> **WHAT NEEDS TO BE DONE**
Can you rewrite the rows below with "even-odd" renamed to "nonzero" and every other part left as it is?
------------------------------------------------
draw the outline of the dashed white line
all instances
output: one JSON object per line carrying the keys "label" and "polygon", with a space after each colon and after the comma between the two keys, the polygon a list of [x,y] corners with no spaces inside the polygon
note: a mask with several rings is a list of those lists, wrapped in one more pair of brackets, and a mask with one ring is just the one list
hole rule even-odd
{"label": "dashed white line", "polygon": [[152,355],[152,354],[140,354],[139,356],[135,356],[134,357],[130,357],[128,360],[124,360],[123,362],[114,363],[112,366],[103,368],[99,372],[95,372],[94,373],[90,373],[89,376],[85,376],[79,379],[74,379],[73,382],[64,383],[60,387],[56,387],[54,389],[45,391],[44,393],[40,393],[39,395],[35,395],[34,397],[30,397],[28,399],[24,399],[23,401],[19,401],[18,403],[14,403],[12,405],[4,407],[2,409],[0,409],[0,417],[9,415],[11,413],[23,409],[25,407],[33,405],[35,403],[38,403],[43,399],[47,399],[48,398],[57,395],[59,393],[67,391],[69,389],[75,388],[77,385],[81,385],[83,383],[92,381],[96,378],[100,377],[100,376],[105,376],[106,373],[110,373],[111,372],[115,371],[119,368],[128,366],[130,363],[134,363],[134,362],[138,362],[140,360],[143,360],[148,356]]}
------------------------------------------------
> **FINAL ANSWER**
draw the outline of the dashed white line
all instances
output: one JSON object per line carrying the keys "label" and "polygon", with a space after each colon and after the comma between the two keys, the polygon a list of [x,y] corners with no spaces inside the polygon
note: a mask with several rings is a list of those lists, wrapped in one more pair of brackets, and a mask with one ring is just the one list
hole rule nonzero
{"label": "dashed white line", "polygon": [[152,355],[152,354],[140,354],[139,356],[135,356],[134,357],[130,357],[128,360],[124,360],[123,362],[114,363],[112,366],[103,368],[99,372],[95,372],[94,373],[90,373],[89,376],[85,376],[79,379],[74,379],[73,382],[64,383],[60,387],[56,387],[54,389],[45,391],[44,393],[40,393],[39,395],[35,395],[34,397],[30,397],[28,399],[24,399],[23,401],[19,401],[18,403],[14,403],[12,405],[4,407],[2,409],[0,409],[0,417],[9,415],[11,413],[23,409],[25,407],[33,405],[35,403],[38,403],[43,399],[47,399],[48,398],[57,395],[59,393],[67,391],[69,389],[75,388],[77,385],[81,385],[83,383],[92,381],[96,378],[100,377],[100,376],[105,376],[106,373],[110,373],[111,372],[115,371],[119,368],[128,366],[130,363],[134,363],[134,362],[138,362],[140,360],[143,360],[148,356]]}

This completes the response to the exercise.